> **What you will do**
Collect every line in the rows below that contains the word "lake". Match case exactly.

> **Information given**
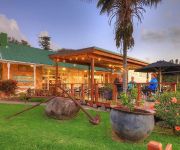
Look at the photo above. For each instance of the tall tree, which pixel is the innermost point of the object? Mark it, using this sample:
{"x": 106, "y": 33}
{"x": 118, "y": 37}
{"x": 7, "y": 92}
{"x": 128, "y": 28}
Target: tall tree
{"x": 44, "y": 42}
{"x": 124, "y": 12}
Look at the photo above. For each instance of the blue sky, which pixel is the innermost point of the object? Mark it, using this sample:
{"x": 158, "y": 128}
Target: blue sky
{"x": 77, "y": 24}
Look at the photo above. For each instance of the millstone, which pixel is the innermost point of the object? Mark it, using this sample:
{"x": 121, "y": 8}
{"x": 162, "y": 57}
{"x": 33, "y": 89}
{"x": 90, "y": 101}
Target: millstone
{"x": 61, "y": 108}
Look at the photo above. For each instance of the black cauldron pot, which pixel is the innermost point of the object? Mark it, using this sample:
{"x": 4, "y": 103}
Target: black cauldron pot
{"x": 132, "y": 126}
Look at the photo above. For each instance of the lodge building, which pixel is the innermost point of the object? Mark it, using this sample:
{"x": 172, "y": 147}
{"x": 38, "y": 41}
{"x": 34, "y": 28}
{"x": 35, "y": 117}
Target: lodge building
{"x": 35, "y": 68}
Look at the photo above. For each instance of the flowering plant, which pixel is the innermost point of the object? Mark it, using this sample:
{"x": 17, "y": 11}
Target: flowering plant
{"x": 8, "y": 86}
{"x": 168, "y": 109}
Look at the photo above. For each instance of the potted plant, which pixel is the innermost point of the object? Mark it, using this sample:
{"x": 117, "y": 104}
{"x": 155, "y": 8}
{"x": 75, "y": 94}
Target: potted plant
{"x": 8, "y": 87}
{"x": 107, "y": 91}
{"x": 130, "y": 123}
{"x": 168, "y": 109}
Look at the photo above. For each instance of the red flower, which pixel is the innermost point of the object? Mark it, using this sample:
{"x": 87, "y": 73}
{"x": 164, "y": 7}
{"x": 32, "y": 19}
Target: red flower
{"x": 174, "y": 100}
{"x": 151, "y": 106}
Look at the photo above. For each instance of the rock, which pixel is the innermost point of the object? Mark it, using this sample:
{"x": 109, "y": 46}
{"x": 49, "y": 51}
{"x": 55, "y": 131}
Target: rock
{"x": 61, "y": 108}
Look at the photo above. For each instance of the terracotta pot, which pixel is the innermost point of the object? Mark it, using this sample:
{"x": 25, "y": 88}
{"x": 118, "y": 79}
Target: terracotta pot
{"x": 132, "y": 126}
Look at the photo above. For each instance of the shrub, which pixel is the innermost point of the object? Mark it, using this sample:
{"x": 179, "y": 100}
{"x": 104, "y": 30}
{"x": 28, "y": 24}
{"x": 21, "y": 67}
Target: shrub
{"x": 8, "y": 86}
{"x": 168, "y": 108}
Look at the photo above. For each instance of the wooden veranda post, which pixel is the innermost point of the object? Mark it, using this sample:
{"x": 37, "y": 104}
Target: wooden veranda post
{"x": 92, "y": 79}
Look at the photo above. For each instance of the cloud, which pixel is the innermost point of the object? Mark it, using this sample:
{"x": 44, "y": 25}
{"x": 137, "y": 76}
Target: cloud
{"x": 53, "y": 45}
{"x": 11, "y": 27}
{"x": 169, "y": 35}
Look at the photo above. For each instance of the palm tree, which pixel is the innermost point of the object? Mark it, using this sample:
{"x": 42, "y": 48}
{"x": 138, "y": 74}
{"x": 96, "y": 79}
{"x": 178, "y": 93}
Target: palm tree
{"x": 124, "y": 12}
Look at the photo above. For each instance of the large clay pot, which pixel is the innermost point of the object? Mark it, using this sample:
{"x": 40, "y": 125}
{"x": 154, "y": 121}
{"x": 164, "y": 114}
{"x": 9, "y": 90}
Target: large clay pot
{"x": 61, "y": 108}
{"x": 132, "y": 126}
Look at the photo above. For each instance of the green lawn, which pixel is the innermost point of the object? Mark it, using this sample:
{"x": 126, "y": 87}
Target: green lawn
{"x": 34, "y": 131}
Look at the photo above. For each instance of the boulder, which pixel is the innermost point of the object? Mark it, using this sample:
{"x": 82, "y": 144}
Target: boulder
{"x": 61, "y": 108}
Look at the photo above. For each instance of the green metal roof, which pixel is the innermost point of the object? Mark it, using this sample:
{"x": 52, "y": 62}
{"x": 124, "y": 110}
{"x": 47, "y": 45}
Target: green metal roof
{"x": 27, "y": 54}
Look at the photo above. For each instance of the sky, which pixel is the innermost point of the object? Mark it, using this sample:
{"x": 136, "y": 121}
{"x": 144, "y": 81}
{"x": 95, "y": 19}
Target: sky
{"x": 77, "y": 24}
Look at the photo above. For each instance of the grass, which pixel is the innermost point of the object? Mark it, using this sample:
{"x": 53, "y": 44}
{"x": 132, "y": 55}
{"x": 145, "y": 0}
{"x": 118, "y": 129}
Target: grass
{"x": 34, "y": 131}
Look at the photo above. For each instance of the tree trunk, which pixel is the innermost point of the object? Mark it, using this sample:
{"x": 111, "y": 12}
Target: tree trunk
{"x": 124, "y": 69}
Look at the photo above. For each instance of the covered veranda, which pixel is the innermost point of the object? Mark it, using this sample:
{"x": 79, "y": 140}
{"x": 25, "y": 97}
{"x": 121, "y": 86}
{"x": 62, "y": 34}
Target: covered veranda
{"x": 94, "y": 57}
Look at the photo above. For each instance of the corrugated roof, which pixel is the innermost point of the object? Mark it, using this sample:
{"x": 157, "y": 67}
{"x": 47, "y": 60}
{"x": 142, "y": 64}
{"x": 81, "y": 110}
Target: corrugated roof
{"x": 22, "y": 53}
{"x": 26, "y": 54}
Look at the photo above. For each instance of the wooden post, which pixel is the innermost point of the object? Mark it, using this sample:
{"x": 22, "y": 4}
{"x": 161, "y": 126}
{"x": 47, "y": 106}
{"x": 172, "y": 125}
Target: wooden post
{"x": 139, "y": 94}
{"x": 82, "y": 91}
{"x": 92, "y": 79}
{"x": 96, "y": 93}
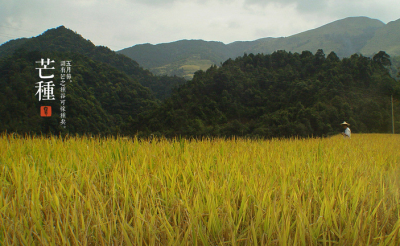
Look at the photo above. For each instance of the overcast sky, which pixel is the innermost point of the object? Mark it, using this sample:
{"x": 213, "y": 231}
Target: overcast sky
{"x": 123, "y": 23}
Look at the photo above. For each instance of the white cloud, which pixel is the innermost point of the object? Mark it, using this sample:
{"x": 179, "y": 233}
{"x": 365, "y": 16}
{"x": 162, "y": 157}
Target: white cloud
{"x": 122, "y": 23}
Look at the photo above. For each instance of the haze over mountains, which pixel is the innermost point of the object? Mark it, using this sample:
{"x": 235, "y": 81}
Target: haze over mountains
{"x": 345, "y": 37}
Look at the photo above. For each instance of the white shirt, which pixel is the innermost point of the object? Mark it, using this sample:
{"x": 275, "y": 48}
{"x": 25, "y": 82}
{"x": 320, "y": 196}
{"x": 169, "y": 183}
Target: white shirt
{"x": 347, "y": 132}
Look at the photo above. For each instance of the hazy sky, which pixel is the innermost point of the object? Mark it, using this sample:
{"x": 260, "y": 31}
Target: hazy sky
{"x": 123, "y": 23}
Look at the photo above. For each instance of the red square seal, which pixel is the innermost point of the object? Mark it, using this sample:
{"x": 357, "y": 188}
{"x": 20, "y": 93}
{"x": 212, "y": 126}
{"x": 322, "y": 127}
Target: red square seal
{"x": 45, "y": 111}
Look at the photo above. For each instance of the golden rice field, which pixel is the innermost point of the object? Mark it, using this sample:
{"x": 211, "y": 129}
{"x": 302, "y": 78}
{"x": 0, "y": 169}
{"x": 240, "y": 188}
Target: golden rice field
{"x": 96, "y": 191}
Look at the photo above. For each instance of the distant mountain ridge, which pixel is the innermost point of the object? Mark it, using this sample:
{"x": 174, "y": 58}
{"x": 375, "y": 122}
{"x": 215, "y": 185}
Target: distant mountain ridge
{"x": 345, "y": 37}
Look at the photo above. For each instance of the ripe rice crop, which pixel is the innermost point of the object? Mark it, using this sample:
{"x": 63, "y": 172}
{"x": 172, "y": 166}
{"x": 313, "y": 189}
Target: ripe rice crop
{"x": 115, "y": 191}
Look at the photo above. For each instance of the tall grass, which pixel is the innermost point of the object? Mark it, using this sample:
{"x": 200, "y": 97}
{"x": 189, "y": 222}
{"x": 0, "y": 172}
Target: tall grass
{"x": 97, "y": 191}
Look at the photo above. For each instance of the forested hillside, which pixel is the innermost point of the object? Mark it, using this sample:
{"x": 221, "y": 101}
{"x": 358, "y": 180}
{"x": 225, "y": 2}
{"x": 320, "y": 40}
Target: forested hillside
{"x": 62, "y": 39}
{"x": 99, "y": 100}
{"x": 345, "y": 37}
{"x": 280, "y": 95}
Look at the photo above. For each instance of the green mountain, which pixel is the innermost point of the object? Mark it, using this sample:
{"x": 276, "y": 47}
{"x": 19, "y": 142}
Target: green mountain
{"x": 105, "y": 96}
{"x": 345, "y": 37}
{"x": 62, "y": 39}
{"x": 280, "y": 95}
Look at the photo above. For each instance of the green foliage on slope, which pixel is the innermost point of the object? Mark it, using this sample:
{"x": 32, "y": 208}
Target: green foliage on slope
{"x": 100, "y": 99}
{"x": 280, "y": 95}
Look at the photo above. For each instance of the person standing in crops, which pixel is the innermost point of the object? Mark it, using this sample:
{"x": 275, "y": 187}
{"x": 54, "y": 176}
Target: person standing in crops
{"x": 347, "y": 132}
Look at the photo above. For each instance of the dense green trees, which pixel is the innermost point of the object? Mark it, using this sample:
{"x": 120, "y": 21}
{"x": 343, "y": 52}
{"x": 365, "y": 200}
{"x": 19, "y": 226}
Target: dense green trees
{"x": 280, "y": 95}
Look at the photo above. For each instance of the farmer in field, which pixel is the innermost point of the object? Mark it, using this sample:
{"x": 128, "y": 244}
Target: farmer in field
{"x": 347, "y": 132}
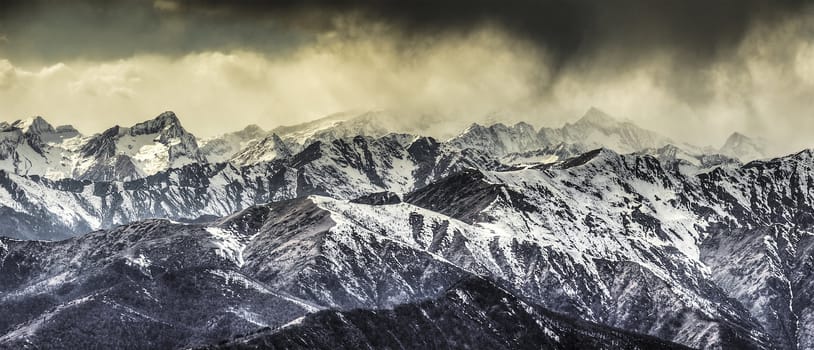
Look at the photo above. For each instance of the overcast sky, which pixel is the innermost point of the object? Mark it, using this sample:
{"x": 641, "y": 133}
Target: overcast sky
{"x": 693, "y": 70}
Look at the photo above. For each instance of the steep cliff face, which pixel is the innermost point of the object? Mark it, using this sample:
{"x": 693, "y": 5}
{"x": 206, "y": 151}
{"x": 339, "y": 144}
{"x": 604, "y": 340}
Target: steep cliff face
{"x": 695, "y": 249}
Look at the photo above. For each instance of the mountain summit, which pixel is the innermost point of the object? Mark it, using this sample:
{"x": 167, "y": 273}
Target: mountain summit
{"x": 743, "y": 147}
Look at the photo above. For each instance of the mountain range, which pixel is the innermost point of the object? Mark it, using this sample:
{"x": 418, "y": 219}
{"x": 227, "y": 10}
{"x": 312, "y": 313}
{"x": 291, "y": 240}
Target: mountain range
{"x": 341, "y": 234}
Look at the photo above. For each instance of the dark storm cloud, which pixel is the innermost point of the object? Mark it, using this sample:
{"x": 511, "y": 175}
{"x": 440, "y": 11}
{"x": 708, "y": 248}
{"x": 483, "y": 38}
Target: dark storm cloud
{"x": 699, "y": 31}
{"x": 569, "y": 30}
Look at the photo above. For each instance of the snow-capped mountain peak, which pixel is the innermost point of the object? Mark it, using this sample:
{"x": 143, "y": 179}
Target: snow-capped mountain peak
{"x": 743, "y": 147}
{"x": 35, "y": 125}
{"x": 597, "y": 118}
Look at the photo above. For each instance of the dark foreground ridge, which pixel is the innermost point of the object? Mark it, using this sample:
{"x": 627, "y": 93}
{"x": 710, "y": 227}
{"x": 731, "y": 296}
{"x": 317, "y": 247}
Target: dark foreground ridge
{"x": 472, "y": 314}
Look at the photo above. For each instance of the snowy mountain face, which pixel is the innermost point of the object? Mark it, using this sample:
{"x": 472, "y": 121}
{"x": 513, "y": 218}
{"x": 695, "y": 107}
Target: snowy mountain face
{"x": 616, "y": 240}
{"x": 744, "y": 148}
{"x": 34, "y": 147}
{"x": 692, "y": 249}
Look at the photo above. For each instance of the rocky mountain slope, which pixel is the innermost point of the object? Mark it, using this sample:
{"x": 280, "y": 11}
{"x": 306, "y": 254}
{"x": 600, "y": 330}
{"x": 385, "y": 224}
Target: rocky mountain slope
{"x": 34, "y": 147}
{"x": 473, "y": 313}
{"x": 692, "y": 248}
{"x": 622, "y": 240}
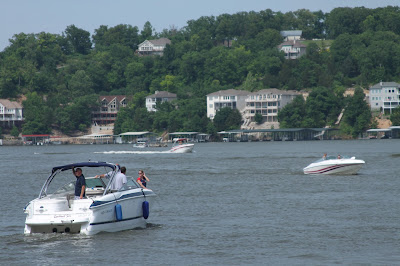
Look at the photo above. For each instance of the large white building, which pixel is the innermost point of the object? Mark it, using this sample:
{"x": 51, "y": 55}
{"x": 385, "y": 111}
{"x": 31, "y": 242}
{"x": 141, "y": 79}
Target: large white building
{"x": 10, "y": 111}
{"x": 266, "y": 102}
{"x": 153, "y": 47}
{"x": 231, "y": 98}
{"x": 158, "y": 96}
{"x": 384, "y": 96}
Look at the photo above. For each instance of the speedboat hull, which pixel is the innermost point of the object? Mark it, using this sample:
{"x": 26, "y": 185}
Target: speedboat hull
{"x": 335, "y": 167}
{"x": 184, "y": 148}
{"x": 102, "y": 209}
{"x": 88, "y": 216}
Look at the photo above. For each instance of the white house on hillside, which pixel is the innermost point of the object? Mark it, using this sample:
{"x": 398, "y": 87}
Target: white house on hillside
{"x": 384, "y": 96}
{"x": 293, "y": 49}
{"x": 10, "y": 112}
{"x": 291, "y": 35}
{"x": 153, "y": 47}
{"x": 267, "y": 102}
{"x": 159, "y": 96}
{"x": 231, "y": 98}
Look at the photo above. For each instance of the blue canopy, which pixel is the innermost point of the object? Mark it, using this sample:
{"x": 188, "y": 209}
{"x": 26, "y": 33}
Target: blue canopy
{"x": 84, "y": 164}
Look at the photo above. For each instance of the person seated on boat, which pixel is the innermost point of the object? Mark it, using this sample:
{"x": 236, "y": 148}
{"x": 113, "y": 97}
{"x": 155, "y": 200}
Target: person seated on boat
{"x": 142, "y": 179}
{"x": 80, "y": 185}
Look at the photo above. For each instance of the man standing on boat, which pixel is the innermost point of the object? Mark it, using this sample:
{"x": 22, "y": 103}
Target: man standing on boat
{"x": 80, "y": 185}
{"x": 119, "y": 179}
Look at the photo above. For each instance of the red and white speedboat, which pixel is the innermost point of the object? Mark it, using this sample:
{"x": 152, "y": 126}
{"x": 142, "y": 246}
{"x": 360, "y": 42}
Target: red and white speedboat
{"x": 335, "y": 166}
{"x": 181, "y": 146}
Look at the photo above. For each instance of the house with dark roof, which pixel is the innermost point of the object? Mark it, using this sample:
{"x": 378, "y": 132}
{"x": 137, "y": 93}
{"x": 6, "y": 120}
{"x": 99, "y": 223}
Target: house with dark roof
{"x": 384, "y": 96}
{"x": 109, "y": 107}
{"x": 158, "y": 97}
{"x": 153, "y": 47}
{"x": 10, "y": 112}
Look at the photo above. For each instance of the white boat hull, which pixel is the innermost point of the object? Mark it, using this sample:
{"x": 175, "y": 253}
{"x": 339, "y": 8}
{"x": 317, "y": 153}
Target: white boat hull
{"x": 87, "y": 216}
{"x": 334, "y": 167}
{"x": 184, "y": 148}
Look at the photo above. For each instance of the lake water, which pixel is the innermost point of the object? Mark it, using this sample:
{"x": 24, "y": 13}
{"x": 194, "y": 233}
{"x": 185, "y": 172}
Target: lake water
{"x": 226, "y": 203}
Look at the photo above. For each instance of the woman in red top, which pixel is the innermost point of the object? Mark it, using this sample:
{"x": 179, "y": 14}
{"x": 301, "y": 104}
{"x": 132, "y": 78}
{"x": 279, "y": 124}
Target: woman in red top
{"x": 142, "y": 179}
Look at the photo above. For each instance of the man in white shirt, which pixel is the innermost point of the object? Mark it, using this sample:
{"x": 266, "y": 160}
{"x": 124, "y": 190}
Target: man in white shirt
{"x": 119, "y": 179}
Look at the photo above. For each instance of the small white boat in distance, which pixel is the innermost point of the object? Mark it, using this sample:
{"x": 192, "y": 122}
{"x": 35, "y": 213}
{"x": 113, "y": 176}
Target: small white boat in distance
{"x": 140, "y": 144}
{"x": 102, "y": 210}
{"x": 332, "y": 165}
{"x": 181, "y": 145}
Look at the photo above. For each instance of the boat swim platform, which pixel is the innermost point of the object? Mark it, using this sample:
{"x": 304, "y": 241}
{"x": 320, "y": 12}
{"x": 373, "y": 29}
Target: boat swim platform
{"x": 282, "y": 134}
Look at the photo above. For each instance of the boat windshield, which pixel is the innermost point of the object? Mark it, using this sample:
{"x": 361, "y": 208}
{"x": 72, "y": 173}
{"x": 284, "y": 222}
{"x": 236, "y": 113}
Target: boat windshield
{"x": 90, "y": 183}
{"x": 333, "y": 158}
{"x": 130, "y": 184}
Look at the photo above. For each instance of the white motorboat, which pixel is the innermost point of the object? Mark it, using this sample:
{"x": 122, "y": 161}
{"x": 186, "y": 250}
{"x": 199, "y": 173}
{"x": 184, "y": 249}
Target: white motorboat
{"x": 102, "y": 210}
{"x": 335, "y": 166}
{"x": 140, "y": 144}
{"x": 181, "y": 145}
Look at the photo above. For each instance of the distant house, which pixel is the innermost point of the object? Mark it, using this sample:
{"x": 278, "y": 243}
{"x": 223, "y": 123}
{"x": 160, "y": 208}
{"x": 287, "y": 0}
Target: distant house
{"x": 291, "y": 35}
{"x": 267, "y": 102}
{"x": 384, "y": 96}
{"x": 158, "y": 96}
{"x": 292, "y": 49}
{"x": 153, "y": 47}
{"x": 109, "y": 107}
{"x": 10, "y": 112}
{"x": 234, "y": 99}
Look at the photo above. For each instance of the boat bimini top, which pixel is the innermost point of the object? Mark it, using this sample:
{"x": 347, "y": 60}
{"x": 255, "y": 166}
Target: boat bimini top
{"x": 114, "y": 168}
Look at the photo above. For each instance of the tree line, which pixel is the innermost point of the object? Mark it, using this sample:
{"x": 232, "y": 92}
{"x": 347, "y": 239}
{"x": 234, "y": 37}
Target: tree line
{"x": 61, "y": 75}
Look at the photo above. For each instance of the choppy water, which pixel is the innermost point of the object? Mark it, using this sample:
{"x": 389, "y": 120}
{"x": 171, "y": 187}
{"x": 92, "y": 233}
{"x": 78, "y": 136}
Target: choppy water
{"x": 226, "y": 203}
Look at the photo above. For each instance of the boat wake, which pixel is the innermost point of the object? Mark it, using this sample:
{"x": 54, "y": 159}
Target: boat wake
{"x": 132, "y": 152}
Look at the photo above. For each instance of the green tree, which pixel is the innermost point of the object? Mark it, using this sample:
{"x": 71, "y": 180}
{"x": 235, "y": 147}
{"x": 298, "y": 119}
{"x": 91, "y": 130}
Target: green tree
{"x": 38, "y": 116}
{"x": 357, "y": 114}
{"x": 79, "y": 39}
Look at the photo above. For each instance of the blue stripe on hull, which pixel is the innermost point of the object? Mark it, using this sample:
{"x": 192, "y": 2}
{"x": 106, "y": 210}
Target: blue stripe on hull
{"x": 108, "y": 222}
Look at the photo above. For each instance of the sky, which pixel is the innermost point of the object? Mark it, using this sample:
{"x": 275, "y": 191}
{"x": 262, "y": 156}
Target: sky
{"x": 52, "y": 16}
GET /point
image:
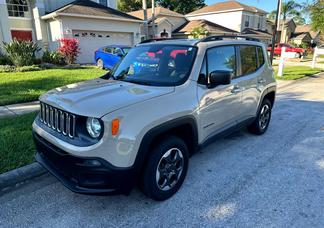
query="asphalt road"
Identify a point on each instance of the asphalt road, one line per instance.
(274, 180)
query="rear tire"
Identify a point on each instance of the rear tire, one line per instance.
(261, 122)
(165, 169)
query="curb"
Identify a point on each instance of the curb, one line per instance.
(22, 174)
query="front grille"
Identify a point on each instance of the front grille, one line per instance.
(58, 120)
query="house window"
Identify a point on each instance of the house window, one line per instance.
(103, 2)
(259, 22)
(247, 21)
(17, 8)
(21, 35)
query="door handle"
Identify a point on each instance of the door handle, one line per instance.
(236, 90)
(261, 81)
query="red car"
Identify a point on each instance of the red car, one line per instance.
(278, 47)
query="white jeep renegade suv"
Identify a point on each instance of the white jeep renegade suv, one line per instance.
(160, 104)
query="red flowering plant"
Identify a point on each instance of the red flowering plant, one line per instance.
(69, 49)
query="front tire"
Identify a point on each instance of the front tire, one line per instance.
(261, 122)
(166, 168)
(100, 64)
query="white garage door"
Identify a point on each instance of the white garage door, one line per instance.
(90, 41)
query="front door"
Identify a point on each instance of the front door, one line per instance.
(219, 107)
(21, 35)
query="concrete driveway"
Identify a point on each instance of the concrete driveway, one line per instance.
(274, 180)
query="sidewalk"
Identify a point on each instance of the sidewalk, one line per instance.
(18, 109)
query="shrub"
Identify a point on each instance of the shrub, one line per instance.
(20, 52)
(54, 57)
(69, 49)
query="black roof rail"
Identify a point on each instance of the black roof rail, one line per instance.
(158, 39)
(222, 37)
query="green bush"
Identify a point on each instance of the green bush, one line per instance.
(4, 60)
(8, 68)
(53, 57)
(20, 52)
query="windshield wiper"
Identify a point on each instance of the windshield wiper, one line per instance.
(137, 82)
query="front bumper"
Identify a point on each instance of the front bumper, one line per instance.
(83, 175)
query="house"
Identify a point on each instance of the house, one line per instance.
(306, 34)
(166, 21)
(94, 23)
(210, 28)
(232, 15)
(297, 34)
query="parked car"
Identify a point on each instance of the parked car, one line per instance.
(107, 57)
(141, 122)
(299, 52)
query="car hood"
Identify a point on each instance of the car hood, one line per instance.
(99, 97)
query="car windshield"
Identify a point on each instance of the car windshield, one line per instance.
(156, 64)
(126, 50)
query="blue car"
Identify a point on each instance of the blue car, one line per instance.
(106, 57)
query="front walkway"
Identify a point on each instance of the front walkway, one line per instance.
(18, 109)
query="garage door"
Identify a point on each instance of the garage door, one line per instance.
(90, 41)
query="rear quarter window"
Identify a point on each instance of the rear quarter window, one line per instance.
(260, 56)
(249, 61)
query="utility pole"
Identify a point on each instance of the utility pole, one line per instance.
(153, 18)
(144, 5)
(274, 34)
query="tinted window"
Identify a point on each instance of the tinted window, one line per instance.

> **Result below**
Look at the photo above. For each instance of the lake water, which pixel is the innermost point of the object? Mark it, using this sample:
Target: lake water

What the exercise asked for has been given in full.